• [PROBLEM DETAILS] Take the line that contains "Where can you spot the kestrel" and each line after it in the material below, and transcribe them exactly, stopping at the end.

• [MATERIAL FOR THIS TASK]
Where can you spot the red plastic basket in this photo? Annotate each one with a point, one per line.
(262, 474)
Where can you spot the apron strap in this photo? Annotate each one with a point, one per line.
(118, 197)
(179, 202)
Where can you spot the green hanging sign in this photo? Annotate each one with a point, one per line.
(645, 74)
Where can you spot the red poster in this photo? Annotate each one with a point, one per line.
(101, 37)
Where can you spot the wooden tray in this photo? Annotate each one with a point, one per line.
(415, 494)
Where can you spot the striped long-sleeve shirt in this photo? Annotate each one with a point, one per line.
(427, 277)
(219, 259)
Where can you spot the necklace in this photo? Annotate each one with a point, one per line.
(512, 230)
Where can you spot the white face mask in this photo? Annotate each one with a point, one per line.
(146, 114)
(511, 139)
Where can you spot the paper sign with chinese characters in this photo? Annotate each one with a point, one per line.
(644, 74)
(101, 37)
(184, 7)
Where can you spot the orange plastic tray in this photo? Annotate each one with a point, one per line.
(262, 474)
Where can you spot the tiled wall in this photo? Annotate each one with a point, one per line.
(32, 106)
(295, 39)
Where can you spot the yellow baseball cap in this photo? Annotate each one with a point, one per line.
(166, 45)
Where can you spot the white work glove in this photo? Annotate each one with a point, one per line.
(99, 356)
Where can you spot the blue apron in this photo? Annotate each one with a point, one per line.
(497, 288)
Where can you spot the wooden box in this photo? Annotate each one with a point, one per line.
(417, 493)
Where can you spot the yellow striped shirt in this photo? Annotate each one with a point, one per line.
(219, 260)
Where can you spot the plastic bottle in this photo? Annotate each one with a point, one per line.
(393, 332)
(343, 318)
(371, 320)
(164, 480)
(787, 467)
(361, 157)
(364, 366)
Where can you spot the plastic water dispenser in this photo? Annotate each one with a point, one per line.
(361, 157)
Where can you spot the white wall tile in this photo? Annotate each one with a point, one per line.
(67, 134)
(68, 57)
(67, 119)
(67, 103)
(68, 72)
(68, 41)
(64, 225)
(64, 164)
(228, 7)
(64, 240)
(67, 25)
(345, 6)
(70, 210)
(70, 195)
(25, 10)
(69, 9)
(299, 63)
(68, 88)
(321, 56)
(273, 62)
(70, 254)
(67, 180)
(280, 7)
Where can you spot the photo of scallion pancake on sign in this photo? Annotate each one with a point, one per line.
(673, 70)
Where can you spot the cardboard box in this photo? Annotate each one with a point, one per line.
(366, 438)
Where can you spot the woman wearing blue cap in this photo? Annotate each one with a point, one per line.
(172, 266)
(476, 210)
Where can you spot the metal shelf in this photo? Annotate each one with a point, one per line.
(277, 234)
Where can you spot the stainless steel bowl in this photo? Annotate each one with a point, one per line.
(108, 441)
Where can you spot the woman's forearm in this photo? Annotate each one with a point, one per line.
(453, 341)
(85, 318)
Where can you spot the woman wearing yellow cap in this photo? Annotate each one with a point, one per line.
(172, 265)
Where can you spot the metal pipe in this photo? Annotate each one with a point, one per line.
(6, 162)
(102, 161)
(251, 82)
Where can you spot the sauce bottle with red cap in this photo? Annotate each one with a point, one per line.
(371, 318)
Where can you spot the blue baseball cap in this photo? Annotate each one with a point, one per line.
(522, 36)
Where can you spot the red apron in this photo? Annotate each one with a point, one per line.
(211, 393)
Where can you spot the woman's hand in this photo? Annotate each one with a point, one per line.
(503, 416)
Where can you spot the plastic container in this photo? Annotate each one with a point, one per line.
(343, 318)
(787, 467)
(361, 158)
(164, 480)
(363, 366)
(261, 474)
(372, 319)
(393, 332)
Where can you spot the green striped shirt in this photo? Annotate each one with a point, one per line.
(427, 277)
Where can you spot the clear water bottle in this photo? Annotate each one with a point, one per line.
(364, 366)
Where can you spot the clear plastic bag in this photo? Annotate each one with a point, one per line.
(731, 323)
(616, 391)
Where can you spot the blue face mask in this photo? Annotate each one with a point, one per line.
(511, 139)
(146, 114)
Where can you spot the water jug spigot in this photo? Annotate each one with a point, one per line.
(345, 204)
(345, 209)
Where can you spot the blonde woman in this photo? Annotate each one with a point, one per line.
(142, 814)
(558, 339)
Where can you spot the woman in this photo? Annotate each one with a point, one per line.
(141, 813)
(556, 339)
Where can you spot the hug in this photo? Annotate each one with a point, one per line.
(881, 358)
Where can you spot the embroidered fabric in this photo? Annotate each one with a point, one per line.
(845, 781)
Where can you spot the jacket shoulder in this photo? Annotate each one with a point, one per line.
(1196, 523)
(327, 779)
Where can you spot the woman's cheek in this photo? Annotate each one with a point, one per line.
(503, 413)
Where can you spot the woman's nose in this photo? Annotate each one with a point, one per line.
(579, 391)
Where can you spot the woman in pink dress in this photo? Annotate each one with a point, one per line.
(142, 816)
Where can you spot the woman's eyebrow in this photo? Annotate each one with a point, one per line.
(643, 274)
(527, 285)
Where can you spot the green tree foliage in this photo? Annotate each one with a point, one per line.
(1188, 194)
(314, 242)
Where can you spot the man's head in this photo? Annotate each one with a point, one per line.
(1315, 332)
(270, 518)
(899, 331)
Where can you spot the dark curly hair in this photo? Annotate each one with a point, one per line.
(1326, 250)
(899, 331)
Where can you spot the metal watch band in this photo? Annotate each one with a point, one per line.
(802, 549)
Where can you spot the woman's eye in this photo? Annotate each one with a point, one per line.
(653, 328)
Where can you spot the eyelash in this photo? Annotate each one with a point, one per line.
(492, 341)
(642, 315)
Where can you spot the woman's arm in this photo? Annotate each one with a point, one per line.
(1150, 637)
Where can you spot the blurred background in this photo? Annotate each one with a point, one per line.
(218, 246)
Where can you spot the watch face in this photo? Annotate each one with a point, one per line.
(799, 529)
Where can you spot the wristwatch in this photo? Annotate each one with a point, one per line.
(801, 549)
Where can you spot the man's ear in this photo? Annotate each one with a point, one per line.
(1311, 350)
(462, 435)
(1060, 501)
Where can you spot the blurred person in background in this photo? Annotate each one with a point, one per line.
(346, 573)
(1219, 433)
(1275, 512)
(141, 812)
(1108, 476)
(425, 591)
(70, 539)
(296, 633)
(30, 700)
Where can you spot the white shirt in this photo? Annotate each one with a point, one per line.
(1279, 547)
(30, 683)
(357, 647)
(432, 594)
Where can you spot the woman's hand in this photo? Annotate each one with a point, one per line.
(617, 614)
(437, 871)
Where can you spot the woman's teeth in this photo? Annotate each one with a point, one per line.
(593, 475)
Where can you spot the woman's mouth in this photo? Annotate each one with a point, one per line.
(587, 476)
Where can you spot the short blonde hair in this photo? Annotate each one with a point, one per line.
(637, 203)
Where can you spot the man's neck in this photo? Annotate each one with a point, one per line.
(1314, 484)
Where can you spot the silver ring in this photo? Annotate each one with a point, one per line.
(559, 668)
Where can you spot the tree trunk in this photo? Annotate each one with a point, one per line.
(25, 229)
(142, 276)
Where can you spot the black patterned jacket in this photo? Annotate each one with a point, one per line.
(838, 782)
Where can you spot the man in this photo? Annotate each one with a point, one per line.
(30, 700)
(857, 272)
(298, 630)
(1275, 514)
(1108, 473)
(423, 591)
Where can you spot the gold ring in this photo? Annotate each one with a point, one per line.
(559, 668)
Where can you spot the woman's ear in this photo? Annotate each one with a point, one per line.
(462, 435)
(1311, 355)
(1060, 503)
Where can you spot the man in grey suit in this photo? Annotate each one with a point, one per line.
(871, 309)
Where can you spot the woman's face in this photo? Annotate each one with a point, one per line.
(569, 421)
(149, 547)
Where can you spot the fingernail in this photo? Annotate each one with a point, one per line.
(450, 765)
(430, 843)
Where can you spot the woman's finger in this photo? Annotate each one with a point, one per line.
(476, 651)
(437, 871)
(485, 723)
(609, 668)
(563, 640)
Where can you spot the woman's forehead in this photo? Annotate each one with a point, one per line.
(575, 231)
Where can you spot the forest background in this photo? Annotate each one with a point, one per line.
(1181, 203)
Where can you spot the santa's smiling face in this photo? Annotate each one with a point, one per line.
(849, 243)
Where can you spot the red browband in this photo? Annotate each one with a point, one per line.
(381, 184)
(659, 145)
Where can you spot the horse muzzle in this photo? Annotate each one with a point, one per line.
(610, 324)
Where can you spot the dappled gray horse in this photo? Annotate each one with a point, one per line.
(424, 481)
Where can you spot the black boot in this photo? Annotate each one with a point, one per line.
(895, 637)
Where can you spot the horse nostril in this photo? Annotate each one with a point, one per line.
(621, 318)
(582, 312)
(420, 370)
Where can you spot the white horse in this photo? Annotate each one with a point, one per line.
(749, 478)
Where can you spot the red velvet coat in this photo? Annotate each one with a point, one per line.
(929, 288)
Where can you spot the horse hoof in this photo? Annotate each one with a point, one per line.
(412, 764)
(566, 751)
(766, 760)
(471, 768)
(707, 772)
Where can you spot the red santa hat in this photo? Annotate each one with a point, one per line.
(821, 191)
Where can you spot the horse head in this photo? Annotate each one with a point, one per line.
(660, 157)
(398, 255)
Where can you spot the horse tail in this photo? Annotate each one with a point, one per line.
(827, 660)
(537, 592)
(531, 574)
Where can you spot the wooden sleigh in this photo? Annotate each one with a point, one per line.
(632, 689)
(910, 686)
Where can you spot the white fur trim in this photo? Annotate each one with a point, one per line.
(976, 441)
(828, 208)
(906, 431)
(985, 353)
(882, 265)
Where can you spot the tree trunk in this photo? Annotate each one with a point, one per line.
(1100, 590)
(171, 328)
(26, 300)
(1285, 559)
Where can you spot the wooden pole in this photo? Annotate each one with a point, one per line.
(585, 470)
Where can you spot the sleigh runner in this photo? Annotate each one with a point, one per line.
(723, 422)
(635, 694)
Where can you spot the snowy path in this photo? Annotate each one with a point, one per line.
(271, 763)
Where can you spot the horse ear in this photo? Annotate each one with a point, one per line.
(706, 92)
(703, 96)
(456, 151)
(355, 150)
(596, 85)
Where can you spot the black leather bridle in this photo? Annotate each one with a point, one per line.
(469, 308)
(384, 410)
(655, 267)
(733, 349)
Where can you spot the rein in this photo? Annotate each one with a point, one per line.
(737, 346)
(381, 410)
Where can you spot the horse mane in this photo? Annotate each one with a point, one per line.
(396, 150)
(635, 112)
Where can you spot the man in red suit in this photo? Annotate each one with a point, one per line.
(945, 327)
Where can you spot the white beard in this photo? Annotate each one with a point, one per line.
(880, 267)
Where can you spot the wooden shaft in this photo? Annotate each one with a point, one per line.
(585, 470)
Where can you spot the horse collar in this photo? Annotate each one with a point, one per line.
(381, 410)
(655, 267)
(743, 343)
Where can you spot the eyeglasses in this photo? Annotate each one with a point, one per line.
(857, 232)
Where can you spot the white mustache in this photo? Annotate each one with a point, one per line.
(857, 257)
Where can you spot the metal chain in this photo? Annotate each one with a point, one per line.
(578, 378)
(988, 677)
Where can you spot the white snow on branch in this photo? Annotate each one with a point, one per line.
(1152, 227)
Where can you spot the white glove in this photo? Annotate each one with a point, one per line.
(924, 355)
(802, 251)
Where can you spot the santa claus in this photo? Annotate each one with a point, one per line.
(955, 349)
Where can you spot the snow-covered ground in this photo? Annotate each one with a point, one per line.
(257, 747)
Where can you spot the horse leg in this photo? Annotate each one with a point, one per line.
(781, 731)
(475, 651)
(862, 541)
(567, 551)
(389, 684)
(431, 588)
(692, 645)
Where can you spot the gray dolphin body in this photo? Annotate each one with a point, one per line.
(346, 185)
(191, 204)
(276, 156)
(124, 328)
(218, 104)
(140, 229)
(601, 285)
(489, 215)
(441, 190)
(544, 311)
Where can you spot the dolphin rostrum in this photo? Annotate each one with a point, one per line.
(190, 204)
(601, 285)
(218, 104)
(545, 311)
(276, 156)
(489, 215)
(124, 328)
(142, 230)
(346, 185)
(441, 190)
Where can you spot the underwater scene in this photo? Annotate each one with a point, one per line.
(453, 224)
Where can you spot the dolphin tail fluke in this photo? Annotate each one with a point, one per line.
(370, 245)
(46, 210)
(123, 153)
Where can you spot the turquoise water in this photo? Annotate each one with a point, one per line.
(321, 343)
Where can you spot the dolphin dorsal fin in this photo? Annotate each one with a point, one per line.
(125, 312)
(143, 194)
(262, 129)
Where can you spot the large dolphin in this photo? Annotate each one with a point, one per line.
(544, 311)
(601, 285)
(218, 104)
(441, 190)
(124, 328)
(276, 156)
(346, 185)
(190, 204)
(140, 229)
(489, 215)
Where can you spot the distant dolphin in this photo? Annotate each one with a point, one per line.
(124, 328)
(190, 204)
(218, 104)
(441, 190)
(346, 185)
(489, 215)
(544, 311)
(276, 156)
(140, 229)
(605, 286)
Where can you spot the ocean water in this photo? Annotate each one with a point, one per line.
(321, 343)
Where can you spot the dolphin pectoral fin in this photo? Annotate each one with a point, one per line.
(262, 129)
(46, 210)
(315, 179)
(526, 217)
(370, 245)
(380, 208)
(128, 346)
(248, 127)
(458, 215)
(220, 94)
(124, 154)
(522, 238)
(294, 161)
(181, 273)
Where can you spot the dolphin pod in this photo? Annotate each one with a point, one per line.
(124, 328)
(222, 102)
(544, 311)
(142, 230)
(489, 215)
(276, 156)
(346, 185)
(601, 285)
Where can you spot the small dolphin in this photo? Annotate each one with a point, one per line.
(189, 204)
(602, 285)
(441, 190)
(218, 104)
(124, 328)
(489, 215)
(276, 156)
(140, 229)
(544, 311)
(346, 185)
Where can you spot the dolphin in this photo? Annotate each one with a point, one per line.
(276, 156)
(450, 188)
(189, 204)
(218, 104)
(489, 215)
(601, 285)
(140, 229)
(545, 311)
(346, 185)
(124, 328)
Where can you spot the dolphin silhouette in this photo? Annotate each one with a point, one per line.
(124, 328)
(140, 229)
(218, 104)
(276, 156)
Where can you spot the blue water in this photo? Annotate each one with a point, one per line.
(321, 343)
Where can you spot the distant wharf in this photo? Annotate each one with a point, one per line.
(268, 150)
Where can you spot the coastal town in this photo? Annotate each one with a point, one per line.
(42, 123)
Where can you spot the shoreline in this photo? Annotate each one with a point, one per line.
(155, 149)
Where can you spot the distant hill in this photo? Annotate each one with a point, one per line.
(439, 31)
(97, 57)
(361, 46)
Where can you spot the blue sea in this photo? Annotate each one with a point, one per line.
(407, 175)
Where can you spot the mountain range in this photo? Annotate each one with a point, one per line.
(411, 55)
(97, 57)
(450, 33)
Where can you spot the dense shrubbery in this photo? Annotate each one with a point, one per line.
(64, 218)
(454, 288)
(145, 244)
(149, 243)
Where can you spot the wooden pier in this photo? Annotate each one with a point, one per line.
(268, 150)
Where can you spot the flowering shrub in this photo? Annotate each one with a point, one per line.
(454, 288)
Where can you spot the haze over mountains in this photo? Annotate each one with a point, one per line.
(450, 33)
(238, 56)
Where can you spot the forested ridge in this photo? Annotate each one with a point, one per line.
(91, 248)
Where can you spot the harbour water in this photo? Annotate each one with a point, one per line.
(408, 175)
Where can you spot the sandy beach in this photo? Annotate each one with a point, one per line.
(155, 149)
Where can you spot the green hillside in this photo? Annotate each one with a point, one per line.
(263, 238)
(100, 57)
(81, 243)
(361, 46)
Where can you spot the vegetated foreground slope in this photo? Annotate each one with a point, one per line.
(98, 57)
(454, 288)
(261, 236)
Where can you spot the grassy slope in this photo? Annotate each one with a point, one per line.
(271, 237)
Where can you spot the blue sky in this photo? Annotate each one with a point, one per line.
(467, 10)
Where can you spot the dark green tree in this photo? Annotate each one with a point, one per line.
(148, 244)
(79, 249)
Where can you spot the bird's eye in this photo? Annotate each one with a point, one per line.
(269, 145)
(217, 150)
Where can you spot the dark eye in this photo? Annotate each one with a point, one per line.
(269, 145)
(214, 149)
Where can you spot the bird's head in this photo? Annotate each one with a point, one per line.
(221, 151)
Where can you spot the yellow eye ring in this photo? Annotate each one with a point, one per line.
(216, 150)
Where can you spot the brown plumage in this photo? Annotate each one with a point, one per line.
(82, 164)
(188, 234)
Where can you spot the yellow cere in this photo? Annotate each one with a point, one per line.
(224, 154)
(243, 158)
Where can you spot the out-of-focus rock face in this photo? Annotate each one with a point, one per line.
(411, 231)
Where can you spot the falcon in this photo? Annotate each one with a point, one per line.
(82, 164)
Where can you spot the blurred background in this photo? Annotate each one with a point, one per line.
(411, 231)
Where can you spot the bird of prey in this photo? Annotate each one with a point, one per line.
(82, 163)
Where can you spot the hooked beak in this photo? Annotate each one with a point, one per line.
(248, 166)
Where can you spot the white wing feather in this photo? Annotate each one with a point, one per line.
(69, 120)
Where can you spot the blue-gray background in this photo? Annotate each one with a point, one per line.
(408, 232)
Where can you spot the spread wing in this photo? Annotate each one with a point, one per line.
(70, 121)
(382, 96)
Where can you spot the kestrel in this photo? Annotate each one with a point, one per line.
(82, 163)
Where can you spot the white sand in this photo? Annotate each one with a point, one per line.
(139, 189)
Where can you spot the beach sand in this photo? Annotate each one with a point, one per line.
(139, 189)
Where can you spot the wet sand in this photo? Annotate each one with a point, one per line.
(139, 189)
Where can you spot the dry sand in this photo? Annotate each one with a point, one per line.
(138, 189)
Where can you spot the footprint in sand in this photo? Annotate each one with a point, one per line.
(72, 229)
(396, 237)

• [CORRECT ANSWER]
Where can you spot the kestrel in this photo? Annotate each one with a point, one per line.
(82, 163)
Where can you spot the white sand in this photo? Annotate each one with a point, one per line.
(139, 189)
Where can you spot the beach sand in this photo? Annotate each one with a point, one per line.
(139, 189)
Where can you spot the wet sand in this photo? Annotate each one with a point, one per line.
(139, 189)
Where can you spot the dry sand in this photo? Annotate each one with a point, one per line.
(138, 189)
Where can you spot the footprint in sand in this photo? Annotate each one with a point, one per line.
(72, 229)
(396, 237)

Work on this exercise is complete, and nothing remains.